START AVAILABLE DATA

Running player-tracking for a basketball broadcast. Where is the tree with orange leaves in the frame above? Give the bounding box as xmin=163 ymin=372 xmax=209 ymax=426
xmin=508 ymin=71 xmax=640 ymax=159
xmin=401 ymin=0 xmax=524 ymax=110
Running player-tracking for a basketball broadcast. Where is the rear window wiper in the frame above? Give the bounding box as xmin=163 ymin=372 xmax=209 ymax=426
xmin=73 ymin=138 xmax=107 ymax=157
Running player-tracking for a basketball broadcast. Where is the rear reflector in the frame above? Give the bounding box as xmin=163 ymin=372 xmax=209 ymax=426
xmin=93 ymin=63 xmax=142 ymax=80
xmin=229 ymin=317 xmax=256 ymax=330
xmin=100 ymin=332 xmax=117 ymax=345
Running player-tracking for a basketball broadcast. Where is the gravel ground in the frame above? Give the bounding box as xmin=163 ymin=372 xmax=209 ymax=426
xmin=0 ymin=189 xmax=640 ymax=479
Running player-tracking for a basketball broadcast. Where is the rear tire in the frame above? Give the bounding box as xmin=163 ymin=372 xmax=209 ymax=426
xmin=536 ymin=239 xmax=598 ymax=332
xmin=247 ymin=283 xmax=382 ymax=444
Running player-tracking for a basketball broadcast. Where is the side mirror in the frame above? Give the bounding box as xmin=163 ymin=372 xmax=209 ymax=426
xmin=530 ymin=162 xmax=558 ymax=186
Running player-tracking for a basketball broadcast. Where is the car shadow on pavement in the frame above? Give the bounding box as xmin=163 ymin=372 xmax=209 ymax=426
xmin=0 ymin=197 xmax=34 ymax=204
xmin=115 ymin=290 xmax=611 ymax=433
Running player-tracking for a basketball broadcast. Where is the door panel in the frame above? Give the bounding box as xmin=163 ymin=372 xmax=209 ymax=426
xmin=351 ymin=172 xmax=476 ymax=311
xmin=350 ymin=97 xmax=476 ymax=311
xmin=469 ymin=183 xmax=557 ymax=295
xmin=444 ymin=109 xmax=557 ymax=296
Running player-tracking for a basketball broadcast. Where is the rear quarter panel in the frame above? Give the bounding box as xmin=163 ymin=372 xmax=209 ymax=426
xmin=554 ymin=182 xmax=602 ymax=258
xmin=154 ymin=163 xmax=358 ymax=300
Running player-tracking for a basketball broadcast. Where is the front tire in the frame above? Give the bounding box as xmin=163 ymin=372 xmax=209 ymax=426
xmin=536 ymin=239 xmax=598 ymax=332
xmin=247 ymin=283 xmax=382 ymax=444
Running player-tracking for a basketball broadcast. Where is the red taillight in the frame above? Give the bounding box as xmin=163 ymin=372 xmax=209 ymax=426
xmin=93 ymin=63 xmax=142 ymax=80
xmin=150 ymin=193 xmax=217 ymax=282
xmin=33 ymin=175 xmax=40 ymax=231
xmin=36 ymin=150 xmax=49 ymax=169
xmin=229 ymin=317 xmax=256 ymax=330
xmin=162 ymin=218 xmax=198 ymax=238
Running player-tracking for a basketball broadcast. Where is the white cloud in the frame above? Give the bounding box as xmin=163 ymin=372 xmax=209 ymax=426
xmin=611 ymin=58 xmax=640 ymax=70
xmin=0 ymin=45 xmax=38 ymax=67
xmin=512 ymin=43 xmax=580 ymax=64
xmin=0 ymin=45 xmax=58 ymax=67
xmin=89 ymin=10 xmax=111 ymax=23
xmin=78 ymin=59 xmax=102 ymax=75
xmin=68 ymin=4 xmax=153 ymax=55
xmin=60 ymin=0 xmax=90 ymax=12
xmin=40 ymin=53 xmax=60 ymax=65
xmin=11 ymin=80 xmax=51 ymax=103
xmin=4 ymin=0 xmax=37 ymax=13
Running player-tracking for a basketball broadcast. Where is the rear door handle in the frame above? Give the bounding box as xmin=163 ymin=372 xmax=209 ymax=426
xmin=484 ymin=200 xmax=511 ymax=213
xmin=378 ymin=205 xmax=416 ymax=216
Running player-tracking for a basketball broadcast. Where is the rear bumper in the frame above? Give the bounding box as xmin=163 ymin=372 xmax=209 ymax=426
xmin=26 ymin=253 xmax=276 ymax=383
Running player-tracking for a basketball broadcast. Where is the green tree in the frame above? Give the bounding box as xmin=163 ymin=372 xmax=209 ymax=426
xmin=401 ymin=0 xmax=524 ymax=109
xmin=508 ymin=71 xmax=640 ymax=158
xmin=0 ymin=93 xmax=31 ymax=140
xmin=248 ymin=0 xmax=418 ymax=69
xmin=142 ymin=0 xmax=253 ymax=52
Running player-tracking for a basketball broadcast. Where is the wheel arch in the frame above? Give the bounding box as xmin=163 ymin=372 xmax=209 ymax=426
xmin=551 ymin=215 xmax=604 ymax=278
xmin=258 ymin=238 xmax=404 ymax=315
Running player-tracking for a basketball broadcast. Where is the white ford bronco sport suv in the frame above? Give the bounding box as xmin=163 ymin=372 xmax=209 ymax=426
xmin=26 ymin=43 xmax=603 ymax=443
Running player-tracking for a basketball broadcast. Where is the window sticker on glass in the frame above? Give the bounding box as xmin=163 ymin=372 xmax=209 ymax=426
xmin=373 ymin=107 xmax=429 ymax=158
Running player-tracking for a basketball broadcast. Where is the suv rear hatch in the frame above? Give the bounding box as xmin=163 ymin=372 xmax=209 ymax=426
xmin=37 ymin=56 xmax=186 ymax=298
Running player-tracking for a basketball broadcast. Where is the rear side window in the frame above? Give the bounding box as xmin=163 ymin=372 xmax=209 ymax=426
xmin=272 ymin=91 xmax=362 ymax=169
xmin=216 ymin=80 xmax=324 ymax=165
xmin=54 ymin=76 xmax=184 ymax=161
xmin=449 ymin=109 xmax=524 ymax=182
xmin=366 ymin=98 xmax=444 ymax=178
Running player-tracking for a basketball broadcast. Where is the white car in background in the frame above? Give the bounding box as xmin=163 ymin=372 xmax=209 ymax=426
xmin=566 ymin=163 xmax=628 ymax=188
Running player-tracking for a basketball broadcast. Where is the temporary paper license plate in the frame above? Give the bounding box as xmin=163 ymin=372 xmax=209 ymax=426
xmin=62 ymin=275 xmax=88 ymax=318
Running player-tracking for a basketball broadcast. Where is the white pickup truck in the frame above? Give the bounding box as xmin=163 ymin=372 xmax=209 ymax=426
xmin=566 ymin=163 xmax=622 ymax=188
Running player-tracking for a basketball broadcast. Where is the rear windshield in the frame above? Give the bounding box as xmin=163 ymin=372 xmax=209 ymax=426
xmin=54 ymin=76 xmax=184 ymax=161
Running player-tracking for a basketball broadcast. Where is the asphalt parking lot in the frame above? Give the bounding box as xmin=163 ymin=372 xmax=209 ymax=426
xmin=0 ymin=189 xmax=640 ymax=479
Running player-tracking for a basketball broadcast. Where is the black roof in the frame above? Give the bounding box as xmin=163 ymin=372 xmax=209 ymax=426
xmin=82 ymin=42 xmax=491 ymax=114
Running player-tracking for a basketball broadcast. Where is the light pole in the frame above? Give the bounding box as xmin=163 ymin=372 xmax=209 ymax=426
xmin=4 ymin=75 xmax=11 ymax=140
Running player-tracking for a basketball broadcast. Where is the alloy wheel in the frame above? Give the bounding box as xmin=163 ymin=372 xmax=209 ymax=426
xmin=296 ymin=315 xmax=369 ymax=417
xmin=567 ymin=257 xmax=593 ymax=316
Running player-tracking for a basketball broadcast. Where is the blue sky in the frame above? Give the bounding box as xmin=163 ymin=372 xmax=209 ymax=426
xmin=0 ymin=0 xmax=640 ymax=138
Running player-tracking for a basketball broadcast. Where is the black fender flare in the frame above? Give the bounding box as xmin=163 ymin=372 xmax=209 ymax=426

END AVAILABLE DATA

• WHAT YOU NEED TO DO:
Please rewrite all of the lines above, substituting "object-tracking" for every "player-tracking" and leaving everything else as it is.

• SOLUTION FOR THIS TASK:
Running object-tracking for a basketball broadcast. Where is the tree with orange leaves in the frame above? Give the bounding box as xmin=163 ymin=372 xmax=209 ymax=426
xmin=508 ymin=71 xmax=640 ymax=159
xmin=401 ymin=0 xmax=524 ymax=110
Running object-tracking for a basketball broadcast. Where is the rear window wiper in the frame above? Give the bounding box as xmin=163 ymin=372 xmax=209 ymax=426
xmin=73 ymin=138 xmax=107 ymax=157
Running object-tracking for a basketball broadcast. Where is the rear reflector in the frame above? Give the bounding box as xmin=163 ymin=372 xmax=209 ymax=426
xmin=93 ymin=63 xmax=142 ymax=80
xmin=229 ymin=317 xmax=256 ymax=330
xmin=100 ymin=332 xmax=117 ymax=345
Running object-tracking for a basketball broadcast. Where is the gravel ground in the frame above? Give the bounding box as xmin=163 ymin=372 xmax=209 ymax=426
xmin=0 ymin=189 xmax=640 ymax=479
Running object-tracking for a basketball broadcast. Where is the rear tire in the frame above? Give the bounding box as xmin=163 ymin=372 xmax=209 ymax=426
xmin=536 ymin=239 xmax=598 ymax=332
xmin=247 ymin=283 xmax=382 ymax=444
Running object-tracking for a basketball broadcast. Where is the side mirror in the frame above? Give the bounding box as xmin=163 ymin=372 xmax=209 ymax=426
xmin=530 ymin=162 xmax=558 ymax=186
Running object-tracking for a basketball broadcast. Where is the car shadow on pavement in the frame above? Give the bounding box as xmin=163 ymin=372 xmax=209 ymax=426
xmin=0 ymin=197 xmax=34 ymax=204
xmin=115 ymin=290 xmax=611 ymax=433
Running object-tracking for a basketball broadcast. Where is the door panel in the frame above? Give the bounding box as xmin=163 ymin=372 xmax=209 ymax=426
xmin=351 ymin=172 xmax=476 ymax=311
xmin=350 ymin=97 xmax=476 ymax=311
xmin=469 ymin=183 xmax=557 ymax=295
xmin=444 ymin=109 xmax=557 ymax=296
Running object-tracking for a basketball broadcast. Where is the rear quarter panel in the frame above? Give the bounding box as xmin=163 ymin=372 xmax=209 ymax=426
xmin=554 ymin=182 xmax=602 ymax=258
xmin=154 ymin=163 xmax=358 ymax=300
Running object-tracking for a basketball broadcast. Where is the front tire in the frame above? Give the bounding box as xmin=163 ymin=372 xmax=209 ymax=426
xmin=536 ymin=239 xmax=598 ymax=332
xmin=247 ymin=283 xmax=382 ymax=444
Running object-tracking for a basketball broadcast. Where is the red taillight in the frame above? Give the bounding box as xmin=163 ymin=372 xmax=209 ymax=426
xmin=93 ymin=63 xmax=142 ymax=80
xmin=150 ymin=193 xmax=217 ymax=282
xmin=33 ymin=175 xmax=40 ymax=231
xmin=36 ymin=150 xmax=49 ymax=169
xmin=229 ymin=317 xmax=256 ymax=330
xmin=162 ymin=218 xmax=198 ymax=238
Running object-tracking for a basketball broadcast. Where is the white cloud in the frame above? Give the bounding box as xmin=163 ymin=372 xmax=209 ymax=426
xmin=611 ymin=58 xmax=640 ymax=70
xmin=0 ymin=45 xmax=38 ymax=67
xmin=512 ymin=43 xmax=580 ymax=64
xmin=0 ymin=45 xmax=58 ymax=67
xmin=89 ymin=10 xmax=111 ymax=23
xmin=78 ymin=59 xmax=102 ymax=75
xmin=68 ymin=4 xmax=153 ymax=55
xmin=60 ymin=0 xmax=90 ymax=12
xmin=40 ymin=53 xmax=60 ymax=65
xmin=11 ymin=80 xmax=51 ymax=103
xmin=4 ymin=0 xmax=37 ymax=13
Running object-tracking for a basketball broadcast. Where is the rear door handle in the frame above? Give the bounding box as xmin=163 ymin=372 xmax=209 ymax=426
xmin=484 ymin=200 xmax=511 ymax=213
xmin=378 ymin=205 xmax=416 ymax=216
Running object-tracking for a basketball broadcast. Where is the rear bumper in the frame above? Give the bounding box as xmin=163 ymin=372 xmax=209 ymax=426
xmin=26 ymin=253 xmax=276 ymax=383
Running object-tracking for a basketball broadcast. Where is the green tree in the frame above? Give the bounding box as xmin=163 ymin=372 xmax=209 ymax=426
xmin=401 ymin=0 xmax=524 ymax=109
xmin=508 ymin=71 xmax=640 ymax=158
xmin=0 ymin=93 xmax=31 ymax=140
xmin=248 ymin=0 xmax=418 ymax=69
xmin=142 ymin=0 xmax=253 ymax=52
Running object-tracking for a basketball broadcast. Where is the wheel arch in the frame above? Give the bounding box as xmin=163 ymin=372 xmax=209 ymax=426
xmin=551 ymin=215 xmax=604 ymax=278
xmin=258 ymin=238 xmax=404 ymax=315
Running object-tracking for a basketball broadcast. Where is the white ford bronco sport suv in the frame above? Give the bounding box as xmin=163 ymin=372 xmax=209 ymax=426
xmin=26 ymin=43 xmax=603 ymax=443
Running object-tracking for a basketball broadcast. Where is the window sticker on glass in the frame above? Give the bounding box as xmin=163 ymin=372 xmax=209 ymax=426
xmin=373 ymin=107 xmax=429 ymax=158
Running object-tracking for a basketball broadcast. Where is the suv rear hatch in the frame above? Give the bounding box as xmin=163 ymin=372 xmax=209 ymax=426
xmin=37 ymin=56 xmax=186 ymax=298
Running object-tracking for a basketball broadcast. Where is the rear side window in the frame above? Give the bounding box as xmin=163 ymin=372 xmax=209 ymax=426
xmin=272 ymin=91 xmax=362 ymax=169
xmin=216 ymin=80 xmax=324 ymax=165
xmin=54 ymin=76 xmax=184 ymax=161
xmin=449 ymin=109 xmax=524 ymax=182
xmin=366 ymin=98 xmax=444 ymax=178
Running object-tracking for a basketball broadcast. Where is the white car in background in the frame above? Give the bounding box as xmin=163 ymin=372 xmax=209 ymax=426
xmin=566 ymin=163 xmax=628 ymax=188
Running object-tracking for a basketball broadcast. Where is the temporary paper license plate in the frame above? Give the bounding box as xmin=163 ymin=372 xmax=209 ymax=426
xmin=62 ymin=275 xmax=88 ymax=318
Running object-tracking for a basketball broadcast. Where is the white pickup truck in the frame above? Give the bounding box as xmin=163 ymin=372 xmax=209 ymax=426
xmin=566 ymin=163 xmax=622 ymax=188
Running object-tracking for a basketball broadcast. Where is the rear windshield in the frame above? Give the bounding box as xmin=163 ymin=372 xmax=209 ymax=426
xmin=54 ymin=76 xmax=184 ymax=161
Running object-tracking for a basketball broadcast. Where is the asphalt parking lot in the frame above? Give the bounding box as xmin=163 ymin=372 xmax=209 ymax=426
xmin=0 ymin=189 xmax=640 ymax=479
Running object-tracking for a basketball broadcast. Where is the black roof in the frame above? Give the bounding box as xmin=163 ymin=372 xmax=209 ymax=426
xmin=82 ymin=42 xmax=491 ymax=114
Running object-tracking for a basketball broadcast. Where is the light pole in the frame above? Give the bounding box as xmin=163 ymin=372 xmax=209 ymax=426
xmin=4 ymin=75 xmax=11 ymax=140
Running object-tracking for a basketball broadcast. Where is the alloy wheel in the frame above? Give the bounding box as xmin=163 ymin=372 xmax=209 ymax=426
xmin=296 ymin=315 xmax=369 ymax=417
xmin=567 ymin=257 xmax=593 ymax=316
Running object-tracking for a basketball broadcast. Where is the blue sky in the frame above? Give the bounding box as xmin=163 ymin=372 xmax=209 ymax=426
xmin=0 ymin=0 xmax=640 ymax=138
Running object-tracking for a basketball broadcast. Where is the black fender flare in the frame above? Give the bounding box as xmin=163 ymin=372 xmax=209 ymax=426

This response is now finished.